*OBJECTIVE A*.
Identify every seasoning other than chiles that the reply in the chili powder substitution discussion recommends adding to a homemade chile powder.

----------------

Substituting chipotle chile powder for chili powder

Can chipotle chile powder be used as a substitute 1:1 for chili powder or would there be more "heat"? I know chipotle powder will provide a more smoky flavor, but I am curious about the heat as well.

Thanks in advance

Steven Lederman


Smaug August 18, 2016
NO, not close to the same thing. You could, however, make your own chile powder using Chipotle powder (which is simply powdered, smoked Jalapenos, seeds, veins and all- very hot) for an unusual touch. It should be mostly powdered chiles- Ancho, maybe New Mexico or California- perhaps some Guajillo (or Negro)- whatever. And a good helping of cumin and oregano. Mexican oregano is to be preferred- it is from a completely different plant (Lippia Graveolens) than European oregano (Origanum Vulgare), and is quite different. Maybe a touch of allspice or cinnamon. This would allow you to skip the powdered onion and garlic that ruins most commercial chile powders.

----------------

*OBJECTIVE B*.
Reproduce the records verbatim, starting at the line containing "job: provide the outline of every instance of the desert" and continuing through the final line of the records, with both of those lines included.

*RECORDS FOR THIS TASK*.

----------------

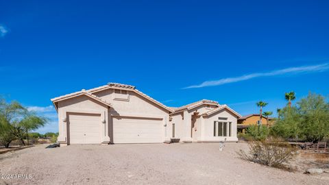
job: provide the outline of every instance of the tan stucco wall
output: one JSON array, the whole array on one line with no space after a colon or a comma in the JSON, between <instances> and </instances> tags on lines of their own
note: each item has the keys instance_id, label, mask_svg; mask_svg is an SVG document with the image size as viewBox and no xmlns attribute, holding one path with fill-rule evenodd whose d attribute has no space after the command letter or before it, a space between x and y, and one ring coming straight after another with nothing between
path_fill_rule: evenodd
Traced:
<instances>
[{"instance_id":1,"label":"tan stucco wall","mask_svg":"<svg viewBox=\"0 0 329 185\"><path fill-rule=\"evenodd\" d=\"M110 103L112 108L109 109L109 135L112 138L111 130L113 119L111 115L120 116L134 116L138 118L156 118L162 120L163 141L169 140L171 132L169 130L169 110L155 104L145 97L133 91L127 90L127 100L115 99L114 90L107 89L94 93L95 95Z\"/></svg>"},{"instance_id":2,"label":"tan stucco wall","mask_svg":"<svg viewBox=\"0 0 329 185\"><path fill-rule=\"evenodd\" d=\"M200 116L203 113L216 108L215 106L211 106L207 108L206 105L200 106L188 111L185 110L183 112L171 114L171 121L170 121L170 133L171 133L172 123L175 123L175 138L179 138L181 141L193 141L193 142L219 142L224 140L226 138L227 141L237 141L236 137L236 116L230 111L224 109L218 112L214 113L208 117ZM195 121L195 128L193 130L193 138L191 138L192 116L197 111L199 116L196 117ZM184 120L182 119L184 114ZM229 137L214 137L213 136L213 123L215 121L219 121L218 117L227 117L226 122L232 122L232 136Z\"/></svg>"},{"instance_id":3,"label":"tan stucco wall","mask_svg":"<svg viewBox=\"0 0 329 185\"><path fill-rule=\"evenodd\" d=\"M259 116L250 116L243 121L239 121L239 124L242 124L243 125L256 125L257 121L259 121ZM263 117L262 118L262 125L266 125L266 119ZM269 121L269 123L270 122Z\"/></svg>"},{"instance_id":4,"label":"tan stucco wall","mask_svg":"<svg viewBox=\"0 0 329 185\"><path fill-rule=\"evenodd\" d=\"M69 122L68 114L74 113L91 113L101 114L102 119L108 122L108 108L99 102L85 95L81 95L75 98L66 99L58 102L58 141L66 143L68 140L67 126ZM105 133L105 127L102 127L102 133ZM105 134L104 134L105 136Z\"/></svg>"},{"instance_id":5,"label":"tan stucco wall","mask_svg":"<svg viewBox=\"0 0 329 185\"><path fill-rule=\"evenodd\" d=\"M228 120L219 120L218 117L228 118ZM220 137L214 136L214 121L222 121L222 122L232 122L232 136L229 137ZM236 137L236 116L231 113L230 111L223 110L218 112L217 114L210 115L209 117L204 119L204 125L202 127L204 132L201 137L202 141L221 141L224 140L226 138L227 141L237 141Z\"/></svg>"},{"instance_id":6,"label":"tan stucco wall","mask_svg":"<svg viewBox=\"0 0 329 185\"><path fill-rule=\"evenodd\" d=\"M129 101L114 99L114 89L108 89L94 93L112 105L112 114L135 114L136 115L167 115L169 111L151 102L133 91L127 90Z\"/></svg>"}]
</instances>

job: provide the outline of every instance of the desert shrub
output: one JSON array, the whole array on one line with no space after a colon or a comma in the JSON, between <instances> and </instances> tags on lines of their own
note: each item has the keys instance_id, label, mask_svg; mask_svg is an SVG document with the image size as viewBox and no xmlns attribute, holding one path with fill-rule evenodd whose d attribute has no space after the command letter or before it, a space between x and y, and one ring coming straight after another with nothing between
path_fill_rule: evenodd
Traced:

----------------

*EXPECTED OUTPUT A*.
- Cumin
- Oregano (Mexican oregano preferred)
- Allspice
- Cinnamon

*EXPECTED OUTPUT B*.
job: provide the outline of every instance of the desert shrub
output: one JSON array, the whole array on one line with no space after a colon or a comma in the JSON, between <instances> and </instances> tags on lines of their own
note: each item has the keys instance_id, label, mask_svg; mask_svg is an SVG document with the image size as viewBox and no xmlns attribute, holding one path with fill-rule evenodd whose d attribute has no space after the command letter or before it, a space between x and y, and one ring coming straight after another with nothing between
path_fill_rule: evenodd
Traced:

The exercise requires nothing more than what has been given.